Texte extrait:

On le voit, les marchés pour toutes ces solutions sont nombreux, divers et plutôt porteurs. Un autre marché pourrait même être tout aussi important : celui des signatures sonores des marques. Tout le monde connaît le logo visuel de Nike, par exemple – la fameuse virgule –, mais pourquoi Nike n’aurait-il pas aussi un logo sonore ? Pas le jingle qui accompagne certaines publicités, mais une signature sonore avec un son immersif, dont les émotions portent les valeurs de la marque ? À l’heure où le métavers, ces mondes parallèles virtuels, commence à se dessiner, le design sonore va devenir de plus en plus prépondérant.

Chiffre d’affaires et prises de participation

Le modèle économique de la SAS est double. Le flux des recettes immédiates est assuré par la vente de solutions à des clients spécifiques, comme pour Thierry Ardisson – une prestation qui aurait été facturée quelques dizaines de milliers d’euros par émission. Lorsque les solutions packagées n’existent pas encore, la démarche consiste à en mettre une au point qui réponde à une demande particulière, puis à prospecter le secteur pour la vendre à d’autres clients qui auraient des besoins similaires. Selon différentes sources, le chiffre d’affaires annuel d’Ircam Amplify serait de l’ordre de 1 million d’euros avec un portefeuille d’une trentaine de clients.

Mais Ircam Amplify souhaite aussi développer un canal de revenus à long terme à travers des prises de participation dans des start-up qui utilisent des technologies de l’Ircam. Cette volonté est née d’un traumatisme, lui-même à l’origine de la création de la SAS : le départ, en 2013, de trois chercheurs de l’Ircam qui ont emporté les technologies d’enrichissement de métadonnées et de moteur de recommandations qu’ils avaient contribué à développer et qui ont créé leur propre start-up, Niland. Et Niland a été achetée quatre ans plus tard par Spotify pour une somme rondelette. Ici, le modèle d’affaires consiste à accompagner ces start-up dans un modèle classique de Business Angels [« investisseur providentiel »] et de les revendre au bout de quelques années en espérant empocher le jackpot.

À ce jour, Ircam détient des participations dans trois jeunes pousses. HyVibe qui vend des guitares équipées d’un dispositif numérique permettant de produire des effets (amplification, etc.), Antesfosco qui commercialise l’appli Metronaut offrant un accompagnement musical aux musiciens de classique et Mogees qui transforme un objet (un arbre, une table…) en instrument de musique après avoir placé un dispositif numérique sur l’objet en question.

Extraits des lignes:
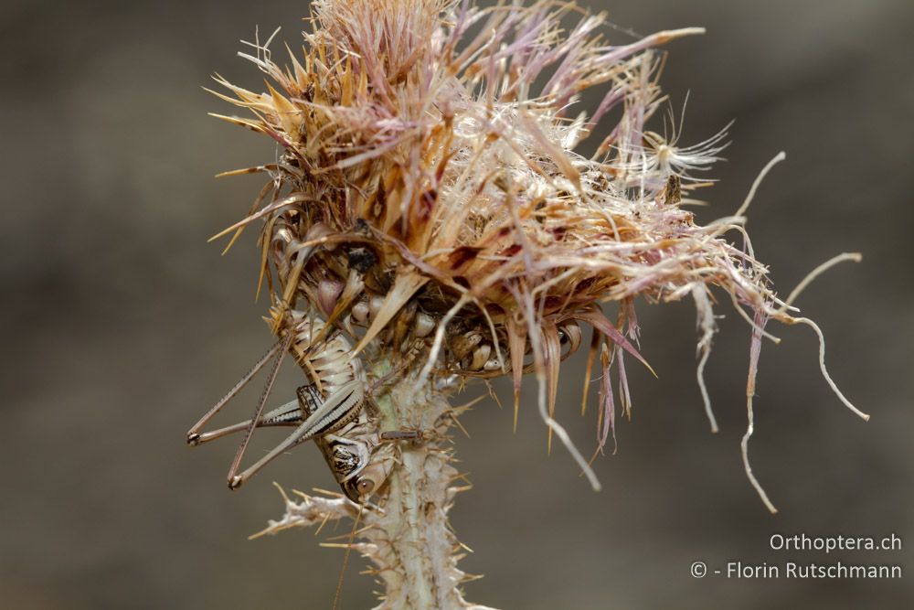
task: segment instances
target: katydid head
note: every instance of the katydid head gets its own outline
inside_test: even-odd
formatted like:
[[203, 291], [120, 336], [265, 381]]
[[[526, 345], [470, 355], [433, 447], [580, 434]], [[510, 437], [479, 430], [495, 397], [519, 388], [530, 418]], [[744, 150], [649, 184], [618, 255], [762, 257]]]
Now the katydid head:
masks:
[[365, 504], [377, 491], [390, 474], [391, 460], [369, 462], [360, 472], [340, 483], [346, 497], [357, 504]]

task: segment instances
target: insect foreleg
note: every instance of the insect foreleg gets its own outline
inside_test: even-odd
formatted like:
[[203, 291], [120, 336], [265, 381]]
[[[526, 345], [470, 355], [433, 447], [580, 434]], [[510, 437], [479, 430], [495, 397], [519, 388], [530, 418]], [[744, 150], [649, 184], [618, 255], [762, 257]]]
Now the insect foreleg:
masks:
[[242, 440], [241, 444], [239, 445], [238, 452], [235, 454], [235, 459], [232, 460], [231, 467], [228, 468], [228, 487], [230, 488], [234, 488], [236, 487], [232, 485], [232, 482], [237, 478], [235, 474], [241, 466], [241, 458], [244, 457], [244, 452], [248, 448], [248, 444], [250, 442], [250, 435], [254, 433], [254, 428], [257, 427], [258, 423], [260, 421], [260, 414], [263, 412], [263, 407], [267, 403], [267, 399], [270, 397], [270, 391], [273, 389], [273, 383], [276, 382], [276, 376], [280, 372], [280, 365], [282, 364], [282, 359], [289, 352], [289, 346], [292, 345], [293, 338], [294, 334], [289, 333], [285, 339], [282, 340], [282, 344], [281, 346], [282, 351], [279, 353], [276, 360], [273, 362], [272, 369], [270, 370], [270, 377], [267, 378], [267, 384], [263, 387], [263, 393], [260, 394], [260, 400], [257, 403], [257, 409], [254, 411], [254, 416], [250, 418], [250, 423], [248, 424], [248, 431], [244, 434], [244, 440]]
[[[257, 427], [295, 426], [303, 421], [304, 415], [302, 412], [302, 408], [299, 406], [298, 401], [292, 401], [282, 407], [264, 413], [260, 421], [257, 423]], [[244, 422], [233, 423], [230, 426], [200, 433], [191, 444], [196, 446], [208, 443], [209, 441], [215, 441], [218, 438], [222, 438], [237, 432], [244, 432], [249, 427], [250, 427], [250, 420], [245, 420]]]
[[[295, 431], [238, 476], [228, 479], [228, 487], [237, 488], [246, 480], [281, 455], [300, 443], [309, 441], [315, 436], [334, 432], [345, 425], [358, 416], [365, 400], [364, 388], [361, 381], [354, 380], [342, 386], [333, 395], [327, 397], [323, 404], [317, 406], [307, 419]], [[234, 475], [234, 473], [232, 473]]]
[[282, 342], [277, 341], [273, 347], [270, 348], [270, 351], [264, 354], [263, 357], [258, 360], [253, 367], [251, 367], [250, 370], [245, 373], [244, 377], [239, 380], [238, 383], [236, 383], [235, 386], [228, 391], [228, 393], [223, 396], [222, 400], [216, 403], [216, 406], [207, 412], [207, 413], [200, 418], [200, 421], [195, 423], [194, 426], [187, 431], [187, 443], [190, 444], [197, 444], [197, 442], [199, 442], [200, 428], [205, 426], [207, 422], [211, 420], [216, 413], [219, 412], [222, 410], [222, 407], [228, 403], [228, 401], [235, 398], [235, 396], [241, 391], [244, 386], [248, 385], [248, 381], [253, 379], [254, 375], [260, 371], [260, 369], [262, 369], [263, 366], [270, 361], [270, 359], [272, 358], [282, 347]]

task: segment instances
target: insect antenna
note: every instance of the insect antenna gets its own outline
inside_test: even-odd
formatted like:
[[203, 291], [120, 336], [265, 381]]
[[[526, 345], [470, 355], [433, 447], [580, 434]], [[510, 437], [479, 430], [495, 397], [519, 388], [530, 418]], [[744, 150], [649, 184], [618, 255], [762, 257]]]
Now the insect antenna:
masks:
[[345, 553], [343, 555], [343, 567], [340, 569], [340, 579], [336, 582], [336, 594], [334, 595], [334, 605], [330, 610], [336, 610], [339, 605], [340, 595], [343, 593], [343, 579], [345, 576], [345, 568], [349, 564], [349, 553], [352, 552], [352, 543], [356, 540], [356, 530], [358, 530], [358, 521], [362, 519], [363, 510], [365, 510], [365, 505], [359, 504], [358, 513], [356, 515], [356, 520], [352, 524], [352, 531], [349, 532], [349, 542], [345, 545]]

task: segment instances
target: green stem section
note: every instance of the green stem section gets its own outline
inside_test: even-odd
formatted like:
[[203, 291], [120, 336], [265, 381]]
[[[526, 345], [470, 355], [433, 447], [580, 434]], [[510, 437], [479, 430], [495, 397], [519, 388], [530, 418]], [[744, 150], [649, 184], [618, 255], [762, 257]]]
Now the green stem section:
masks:
[[[382, 376], [388, 364], [371, 372]], [[458, 489], [449, 429], [452, 408], [444, 394], [427, 382], [417, 386], [413, 369], [388, 385], [376, 402], [382, 431], [416, 431], [422, 438], [399, 443], [399, 464], [388, 479], [383, 515], [372, 519], [367, 553], [380, 568], [387, 588], [379, 609], [483, 608], [463, 600], [460, 584], [466, 574], [457, 568], [462, 551], [448, 525], [448, 511]], [[377, 377], [376, 377], [377, 379]]]

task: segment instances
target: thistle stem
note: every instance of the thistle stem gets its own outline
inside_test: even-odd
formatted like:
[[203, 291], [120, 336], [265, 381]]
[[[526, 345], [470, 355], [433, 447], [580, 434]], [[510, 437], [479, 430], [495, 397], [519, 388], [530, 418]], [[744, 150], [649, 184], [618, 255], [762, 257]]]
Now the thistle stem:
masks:
[[[381, 377], [381, 361], [372, 371]], [[376, 398], [385, 431], [420, 431], [422, 440], [400, 443], [399, 464], [388, 478], [384, 514], [373, 519], [371, 560], [380, 568], [386, 597], [379, 609], [477, 608], [460, 592], [466, 574], [457, 568], [461, 547], [448, 525], [458, 489], [451, 465], [449, 429], [452, 423], [446, 396], [430, 381], [420, 385], [418, 369], [403, 376]]]

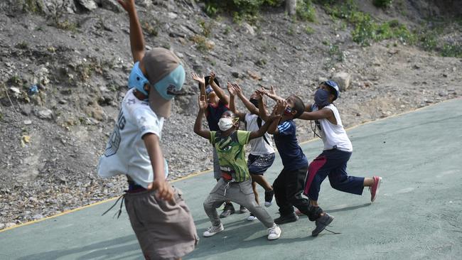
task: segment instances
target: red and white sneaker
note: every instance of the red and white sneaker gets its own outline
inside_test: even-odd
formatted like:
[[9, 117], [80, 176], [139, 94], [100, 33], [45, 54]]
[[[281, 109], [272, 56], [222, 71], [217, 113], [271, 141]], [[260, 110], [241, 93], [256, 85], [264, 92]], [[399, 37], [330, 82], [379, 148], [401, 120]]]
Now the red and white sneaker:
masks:
[[379, 188], [380, 188], [380, 183], [382, 183], [382, 177], [374, 176], [374, 184], [370, 188], [370, 202], [373, 202], [379, 194]]

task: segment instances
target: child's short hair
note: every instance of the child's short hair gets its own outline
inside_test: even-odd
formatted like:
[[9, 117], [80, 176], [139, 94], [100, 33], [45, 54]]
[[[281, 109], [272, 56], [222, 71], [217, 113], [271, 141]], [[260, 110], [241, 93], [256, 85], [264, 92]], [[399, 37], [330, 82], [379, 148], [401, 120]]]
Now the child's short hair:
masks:
[[303, 100], [301, 100], [301, 99], [298, 96], [293, 94], [292, 97], [294, 97], [294, 99], [295, 99], [292, 109], [296, 110], [297, 112], [297, 113], [294, 116], [294, 118], [297, 118], [303, 114], [303, 112], [305, 111], [305, 104], [303, 104]]

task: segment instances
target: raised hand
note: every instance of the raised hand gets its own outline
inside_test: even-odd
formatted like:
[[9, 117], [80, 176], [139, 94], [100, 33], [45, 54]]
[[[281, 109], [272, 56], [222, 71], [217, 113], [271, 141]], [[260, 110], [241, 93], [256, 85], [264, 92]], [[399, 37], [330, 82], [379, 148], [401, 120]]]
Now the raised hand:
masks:
[[236, 95], [236, 90], [235, 90], [232, 84], [231, 84], [230, 82], [227, 82], [227, 92], [230, 92], [230, 96], [234, 97]]
[[193, 80], [197, 81], [198, 82], [203, 84], [204, 85], [205, 85], [205, 78], [204, 76], [200, 77], [195, 73], [191, 73], [191, 77], [193, 77]]
[[286, 100], [278, 100], [277, 101], [277, 109], [276, 109], [276, 114], [282, 114], [284, 113], [284, 110], [286, 110], [286, 107], [287, 107], [287, 102]]
[[232, 87], [234, 87], [235, 90], [236, 91], [236, 94], [242, 94], [242, 89], [237, 85], [237, 83], [232, 84]]
[[268, 94], [276, 95], [276, 89], [274, 88], [274, 87], [273, 87], [273, 85], [271, 85], [271, 87], [269, 87], [269, 92], [268, 92]]
[[117, 0], [127, 13], [130, 13], [135, 10], [135, 0]]
[[207, 99], [205, 98], [205, 96], [200, 95], [198, 97], [198, 103], [199, 104], [199, 109], [203, 111], [207, 109], [208, 104], [207, 104]]
[[210, 85], [211, 86], [212, 84], [213, 83], [213, 80], [215, 80], [215, 72], [210, 72], [210, 77], [208, 78], [208, 85]]

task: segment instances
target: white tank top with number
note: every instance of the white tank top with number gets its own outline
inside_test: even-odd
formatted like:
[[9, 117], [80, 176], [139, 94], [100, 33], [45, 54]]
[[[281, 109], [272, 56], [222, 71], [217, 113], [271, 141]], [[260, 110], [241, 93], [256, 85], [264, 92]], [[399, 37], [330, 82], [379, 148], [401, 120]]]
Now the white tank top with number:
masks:
[[[316, 124], [316, 131], [319, 131], [319, 135], [324, 143], [324, 150], [331, 150], [337, 148], [338, 150], [351, 152], [353, 147], [351, 141], [346, 134], [346, 131], [342, 124], [342, 119], [340, 118], [340, 114], [337, 107], [333, 104], [324, 107], [323, 109], [332, 110], [337, 124], [333, 124], [327, 119], [316, 120], [319, 124]], [[318, 110], [318, 107], [315, 104], [313, 106], [313, 111]], [[319, 129], [321, 126], [321, 129]]]

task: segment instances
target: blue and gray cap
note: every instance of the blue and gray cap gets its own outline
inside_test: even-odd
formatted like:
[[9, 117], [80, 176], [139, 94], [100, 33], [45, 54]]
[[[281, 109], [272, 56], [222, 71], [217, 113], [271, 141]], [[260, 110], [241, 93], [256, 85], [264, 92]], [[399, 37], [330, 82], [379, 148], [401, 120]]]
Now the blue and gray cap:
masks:
[[335, 97], [333, 98], [333, 100], [337, 99], [337, 98], [340, 95], [340, 89], [338, 88], [338, 84], [337, 84], [337, 82], [335, 82], [333, 80], [325, 81], [321, 82], [321, 84], [325, 84], [326, 86], [331, 87], [331, 88], [333, 89], [335, 92], [334, 95]]
[[168, 117], [171, 99], [181, 94], [186, 74], [180, 59], [171, 51], [155, 48], [146, 53], [142, 60], [146, 78], [151, 86], [149, 105], [158, 115]]

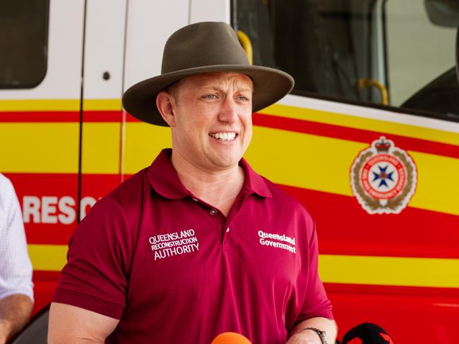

Exercices:
1. D'après le texte sur Ircam Amplify, en quelle année trois chercheurs de l'Ircam sont-ils partis fonder leur propre start-up ?
2. Citez toutes les jeunes pousses dans lesquelles, selon le texte sur Ircam Amplify, l'Ircam détient aujourd'hui des participations.

Réponses:
1. En 2013.

2. HyVibe, Antesfosco et Mogees.